-- Records for the exercise follows --

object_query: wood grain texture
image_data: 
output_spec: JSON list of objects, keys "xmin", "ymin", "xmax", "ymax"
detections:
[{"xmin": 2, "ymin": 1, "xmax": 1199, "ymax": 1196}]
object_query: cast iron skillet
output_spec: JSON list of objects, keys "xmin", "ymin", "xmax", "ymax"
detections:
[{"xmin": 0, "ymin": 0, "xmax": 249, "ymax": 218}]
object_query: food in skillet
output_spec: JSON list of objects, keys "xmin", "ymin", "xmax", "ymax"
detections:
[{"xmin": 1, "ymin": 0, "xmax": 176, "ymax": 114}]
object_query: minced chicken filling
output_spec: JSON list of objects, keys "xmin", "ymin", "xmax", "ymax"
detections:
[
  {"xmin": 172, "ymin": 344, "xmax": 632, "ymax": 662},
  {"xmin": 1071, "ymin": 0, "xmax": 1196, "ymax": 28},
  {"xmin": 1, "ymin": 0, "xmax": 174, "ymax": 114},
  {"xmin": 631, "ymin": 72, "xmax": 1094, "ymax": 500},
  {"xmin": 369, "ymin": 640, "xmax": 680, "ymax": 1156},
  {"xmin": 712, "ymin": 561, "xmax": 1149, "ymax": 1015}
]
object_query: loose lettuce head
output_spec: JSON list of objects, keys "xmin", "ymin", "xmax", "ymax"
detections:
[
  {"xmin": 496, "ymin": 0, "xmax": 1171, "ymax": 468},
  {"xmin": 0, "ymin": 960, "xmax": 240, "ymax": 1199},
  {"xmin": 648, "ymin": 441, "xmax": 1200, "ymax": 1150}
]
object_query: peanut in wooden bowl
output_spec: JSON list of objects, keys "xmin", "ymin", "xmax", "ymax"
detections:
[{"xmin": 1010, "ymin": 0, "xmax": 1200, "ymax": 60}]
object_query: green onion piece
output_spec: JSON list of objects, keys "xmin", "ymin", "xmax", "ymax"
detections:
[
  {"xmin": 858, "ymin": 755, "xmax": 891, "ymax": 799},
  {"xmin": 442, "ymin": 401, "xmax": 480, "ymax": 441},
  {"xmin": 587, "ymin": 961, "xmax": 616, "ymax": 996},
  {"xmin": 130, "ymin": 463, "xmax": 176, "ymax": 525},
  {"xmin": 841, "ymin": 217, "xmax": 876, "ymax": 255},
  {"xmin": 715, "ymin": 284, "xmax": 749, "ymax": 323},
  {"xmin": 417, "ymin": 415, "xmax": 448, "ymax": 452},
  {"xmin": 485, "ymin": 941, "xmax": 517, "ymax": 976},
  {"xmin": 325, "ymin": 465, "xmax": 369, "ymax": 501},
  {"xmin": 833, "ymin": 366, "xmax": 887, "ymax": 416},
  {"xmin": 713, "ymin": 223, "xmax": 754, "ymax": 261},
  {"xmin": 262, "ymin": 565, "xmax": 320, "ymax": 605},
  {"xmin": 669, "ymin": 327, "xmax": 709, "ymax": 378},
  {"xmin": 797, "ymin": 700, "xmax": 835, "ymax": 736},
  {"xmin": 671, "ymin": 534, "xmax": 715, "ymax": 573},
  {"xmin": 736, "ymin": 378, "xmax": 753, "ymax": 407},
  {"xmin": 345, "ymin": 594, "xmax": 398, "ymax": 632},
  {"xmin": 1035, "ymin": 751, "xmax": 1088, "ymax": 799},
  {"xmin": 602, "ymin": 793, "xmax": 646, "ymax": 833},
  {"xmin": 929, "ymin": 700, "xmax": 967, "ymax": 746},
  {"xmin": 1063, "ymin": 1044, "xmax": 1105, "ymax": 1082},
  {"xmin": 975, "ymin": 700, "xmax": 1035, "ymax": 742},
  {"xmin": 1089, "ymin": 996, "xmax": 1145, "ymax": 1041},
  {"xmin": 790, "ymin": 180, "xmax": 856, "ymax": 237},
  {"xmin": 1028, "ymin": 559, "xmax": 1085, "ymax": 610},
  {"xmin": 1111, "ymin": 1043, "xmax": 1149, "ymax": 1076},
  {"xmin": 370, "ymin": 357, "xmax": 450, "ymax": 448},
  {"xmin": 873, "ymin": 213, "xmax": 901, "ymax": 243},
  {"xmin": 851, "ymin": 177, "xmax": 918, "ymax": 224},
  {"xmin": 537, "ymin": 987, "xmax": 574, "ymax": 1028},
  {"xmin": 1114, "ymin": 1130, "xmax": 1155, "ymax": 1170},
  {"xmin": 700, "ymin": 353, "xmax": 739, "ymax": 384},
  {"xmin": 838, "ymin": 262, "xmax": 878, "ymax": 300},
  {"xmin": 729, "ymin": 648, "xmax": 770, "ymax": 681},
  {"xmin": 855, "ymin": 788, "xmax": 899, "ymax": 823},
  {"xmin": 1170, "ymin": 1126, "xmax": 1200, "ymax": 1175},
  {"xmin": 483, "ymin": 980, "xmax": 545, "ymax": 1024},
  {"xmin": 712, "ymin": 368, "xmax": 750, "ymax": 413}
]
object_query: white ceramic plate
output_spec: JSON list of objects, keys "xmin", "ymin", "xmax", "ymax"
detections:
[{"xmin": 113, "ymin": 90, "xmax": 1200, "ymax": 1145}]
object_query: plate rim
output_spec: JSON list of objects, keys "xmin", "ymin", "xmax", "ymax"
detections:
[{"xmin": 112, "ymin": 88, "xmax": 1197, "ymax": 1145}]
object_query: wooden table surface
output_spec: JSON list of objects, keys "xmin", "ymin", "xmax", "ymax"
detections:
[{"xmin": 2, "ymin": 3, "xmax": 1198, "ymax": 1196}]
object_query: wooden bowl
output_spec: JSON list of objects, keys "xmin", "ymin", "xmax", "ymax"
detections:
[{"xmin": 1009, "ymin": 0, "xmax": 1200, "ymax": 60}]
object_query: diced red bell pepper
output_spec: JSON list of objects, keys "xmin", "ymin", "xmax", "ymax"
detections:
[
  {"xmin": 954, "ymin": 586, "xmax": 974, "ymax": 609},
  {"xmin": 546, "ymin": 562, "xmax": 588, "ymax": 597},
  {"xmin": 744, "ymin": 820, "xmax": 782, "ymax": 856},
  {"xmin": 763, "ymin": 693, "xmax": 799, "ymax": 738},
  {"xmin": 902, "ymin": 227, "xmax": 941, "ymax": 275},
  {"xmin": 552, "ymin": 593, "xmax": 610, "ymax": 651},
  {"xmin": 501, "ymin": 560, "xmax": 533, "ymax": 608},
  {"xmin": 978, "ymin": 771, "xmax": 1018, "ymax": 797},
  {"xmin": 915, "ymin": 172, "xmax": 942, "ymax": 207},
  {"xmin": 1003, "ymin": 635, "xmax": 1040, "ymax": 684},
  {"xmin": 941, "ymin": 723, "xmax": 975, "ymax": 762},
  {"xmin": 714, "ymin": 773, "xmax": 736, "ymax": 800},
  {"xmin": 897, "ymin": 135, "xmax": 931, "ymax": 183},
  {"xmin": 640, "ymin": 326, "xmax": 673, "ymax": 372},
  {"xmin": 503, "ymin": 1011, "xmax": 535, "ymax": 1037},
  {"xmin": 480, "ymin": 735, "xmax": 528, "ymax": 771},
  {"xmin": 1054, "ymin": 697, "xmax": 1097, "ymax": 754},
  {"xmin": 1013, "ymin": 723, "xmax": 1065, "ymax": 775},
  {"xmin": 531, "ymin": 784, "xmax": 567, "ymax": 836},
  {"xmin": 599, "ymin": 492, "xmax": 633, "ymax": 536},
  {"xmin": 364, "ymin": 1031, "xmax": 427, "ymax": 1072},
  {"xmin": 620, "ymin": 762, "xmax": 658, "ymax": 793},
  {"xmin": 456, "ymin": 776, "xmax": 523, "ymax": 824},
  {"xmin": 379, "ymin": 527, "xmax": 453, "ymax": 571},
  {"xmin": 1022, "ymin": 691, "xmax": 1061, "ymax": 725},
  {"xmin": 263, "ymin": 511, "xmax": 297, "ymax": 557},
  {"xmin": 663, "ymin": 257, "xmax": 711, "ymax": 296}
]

-- Records for the exercise concluded --

What needs to be done —
Give the number of lines in the entries above that include the string "skillet". No other output is expected.

Answer for this exercise —
2